**Records contained in a dataset**:
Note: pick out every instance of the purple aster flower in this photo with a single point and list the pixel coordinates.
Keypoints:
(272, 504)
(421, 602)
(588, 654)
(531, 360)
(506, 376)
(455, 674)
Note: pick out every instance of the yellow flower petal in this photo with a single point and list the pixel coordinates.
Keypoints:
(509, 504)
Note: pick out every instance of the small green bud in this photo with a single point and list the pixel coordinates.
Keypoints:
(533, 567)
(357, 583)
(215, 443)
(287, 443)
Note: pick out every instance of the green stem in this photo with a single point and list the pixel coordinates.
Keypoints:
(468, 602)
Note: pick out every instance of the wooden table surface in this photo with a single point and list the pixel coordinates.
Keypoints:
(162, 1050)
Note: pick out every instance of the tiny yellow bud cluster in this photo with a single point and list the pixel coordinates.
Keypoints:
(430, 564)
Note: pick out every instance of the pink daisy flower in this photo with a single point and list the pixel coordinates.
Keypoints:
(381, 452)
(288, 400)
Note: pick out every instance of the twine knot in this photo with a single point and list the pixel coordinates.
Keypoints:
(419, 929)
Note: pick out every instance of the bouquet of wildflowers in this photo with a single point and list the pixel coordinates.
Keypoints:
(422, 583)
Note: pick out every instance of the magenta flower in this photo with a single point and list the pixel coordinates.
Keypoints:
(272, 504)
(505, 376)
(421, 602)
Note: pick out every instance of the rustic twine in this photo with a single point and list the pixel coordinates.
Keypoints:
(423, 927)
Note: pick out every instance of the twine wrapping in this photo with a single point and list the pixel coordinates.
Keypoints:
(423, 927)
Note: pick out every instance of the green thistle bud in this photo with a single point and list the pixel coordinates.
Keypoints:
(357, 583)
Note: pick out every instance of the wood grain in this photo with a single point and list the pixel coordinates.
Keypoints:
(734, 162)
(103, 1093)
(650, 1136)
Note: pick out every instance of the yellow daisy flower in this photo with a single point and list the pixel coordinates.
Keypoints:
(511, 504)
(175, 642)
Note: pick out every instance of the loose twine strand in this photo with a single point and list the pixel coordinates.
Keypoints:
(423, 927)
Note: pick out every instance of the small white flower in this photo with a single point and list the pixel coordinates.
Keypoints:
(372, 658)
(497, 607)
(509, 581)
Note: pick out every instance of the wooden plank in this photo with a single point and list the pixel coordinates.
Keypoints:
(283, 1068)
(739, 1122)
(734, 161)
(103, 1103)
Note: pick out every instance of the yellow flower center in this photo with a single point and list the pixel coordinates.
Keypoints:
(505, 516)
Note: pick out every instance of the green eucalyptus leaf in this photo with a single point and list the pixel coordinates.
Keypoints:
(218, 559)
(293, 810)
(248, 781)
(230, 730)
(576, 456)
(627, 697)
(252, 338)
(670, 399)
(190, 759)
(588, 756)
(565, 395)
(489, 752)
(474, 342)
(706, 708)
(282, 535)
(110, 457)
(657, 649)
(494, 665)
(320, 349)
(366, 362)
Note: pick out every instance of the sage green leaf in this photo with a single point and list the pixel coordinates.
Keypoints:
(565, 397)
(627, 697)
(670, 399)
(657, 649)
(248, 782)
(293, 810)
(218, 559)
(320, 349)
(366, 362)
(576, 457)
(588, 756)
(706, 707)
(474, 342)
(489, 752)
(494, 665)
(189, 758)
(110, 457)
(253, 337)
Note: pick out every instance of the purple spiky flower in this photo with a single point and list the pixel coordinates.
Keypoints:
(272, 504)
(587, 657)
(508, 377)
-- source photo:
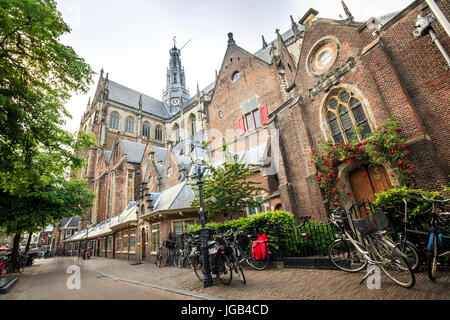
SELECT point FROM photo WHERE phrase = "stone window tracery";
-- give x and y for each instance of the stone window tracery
(344, 113)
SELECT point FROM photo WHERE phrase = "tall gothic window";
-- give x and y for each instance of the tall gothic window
(176, 132)
(345, 113)
(158, 133)
(146, 129)
(192, 125)
(114, 120)
(129, 125)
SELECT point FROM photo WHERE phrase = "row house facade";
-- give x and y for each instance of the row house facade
(312, 83)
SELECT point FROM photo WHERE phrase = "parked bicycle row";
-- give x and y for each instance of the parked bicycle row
(227, 252)
(24, 260)
(361, 237)
(371, 240)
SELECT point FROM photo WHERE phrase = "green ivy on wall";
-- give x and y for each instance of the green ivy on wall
(386, 145)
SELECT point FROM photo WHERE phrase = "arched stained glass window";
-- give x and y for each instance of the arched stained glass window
(146, 130)
(345, 112)
(114, 120)
(158, 133)
(129, 125)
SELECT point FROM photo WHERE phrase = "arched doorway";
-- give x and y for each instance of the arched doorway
(368, 180)
(143, 243)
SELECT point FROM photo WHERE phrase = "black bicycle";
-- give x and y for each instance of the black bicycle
(440, 226)
(219, 261)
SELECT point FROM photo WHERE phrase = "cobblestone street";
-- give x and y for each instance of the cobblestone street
(278, 284)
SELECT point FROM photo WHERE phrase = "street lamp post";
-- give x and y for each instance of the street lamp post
(198, 161)
(87, 235)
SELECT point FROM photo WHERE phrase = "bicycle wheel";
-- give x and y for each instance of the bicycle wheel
(432, 257)
(178, 258)
(411, 253)
(344, 256)
(394, 265)
(257, 264)
(197, 266)
(158, 260)
(239, 271)
(224, 270)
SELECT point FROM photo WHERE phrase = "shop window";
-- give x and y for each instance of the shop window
(156, 237)
(179, 227)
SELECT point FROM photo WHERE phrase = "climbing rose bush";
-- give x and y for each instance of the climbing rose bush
(386, 145)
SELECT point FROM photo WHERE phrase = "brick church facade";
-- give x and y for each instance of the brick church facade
(313, 82)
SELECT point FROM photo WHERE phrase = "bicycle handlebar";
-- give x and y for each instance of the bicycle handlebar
(435, 200)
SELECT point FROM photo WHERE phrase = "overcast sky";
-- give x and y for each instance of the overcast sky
(131, 39)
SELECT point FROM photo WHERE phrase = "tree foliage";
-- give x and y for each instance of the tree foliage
(228, 189)
(37, 76)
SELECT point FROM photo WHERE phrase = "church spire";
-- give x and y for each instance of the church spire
(264, 42)
(176, 82)
(294, 27)
(347, 12)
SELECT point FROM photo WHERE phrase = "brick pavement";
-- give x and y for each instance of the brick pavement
(279, 284)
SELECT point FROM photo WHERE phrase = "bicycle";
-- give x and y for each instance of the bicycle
(436, 234)
(3, 266)
(229, 239)
(220, 264)
(401, 240)
(159, 256)
(350, 255)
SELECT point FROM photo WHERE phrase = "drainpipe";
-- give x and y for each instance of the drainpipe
(439, 45)
(423, 26)
(439, 15)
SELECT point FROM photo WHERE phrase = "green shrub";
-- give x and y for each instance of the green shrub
(245, 225)
(391, 202)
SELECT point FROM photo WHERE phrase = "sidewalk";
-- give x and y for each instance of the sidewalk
(277, 284)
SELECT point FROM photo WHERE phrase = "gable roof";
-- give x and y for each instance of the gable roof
(264, 53)
(129, 97)
(176, 197)
(133, 150)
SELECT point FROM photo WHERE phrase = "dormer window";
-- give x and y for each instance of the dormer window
(235, 76)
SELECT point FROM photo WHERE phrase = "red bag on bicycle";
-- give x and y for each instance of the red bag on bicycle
(259, 249)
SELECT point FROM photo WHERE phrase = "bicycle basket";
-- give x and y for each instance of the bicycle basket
(169, 244)
(372, 223)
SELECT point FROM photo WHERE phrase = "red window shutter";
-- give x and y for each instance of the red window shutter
(264, 114)
(241, 126)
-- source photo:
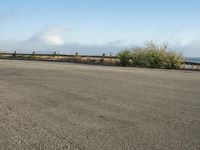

**Task brief**:
Filter the entries down to the lines that hold "purple". Copy those lines.

**Solution to the problem**:
Note: pick out every instance of the purple aster flower in this photo with a single point and list the pixel coordinates.
Note: pick out every instance of the purple spiky flower in this photo with a single point and list the pixel coordinates.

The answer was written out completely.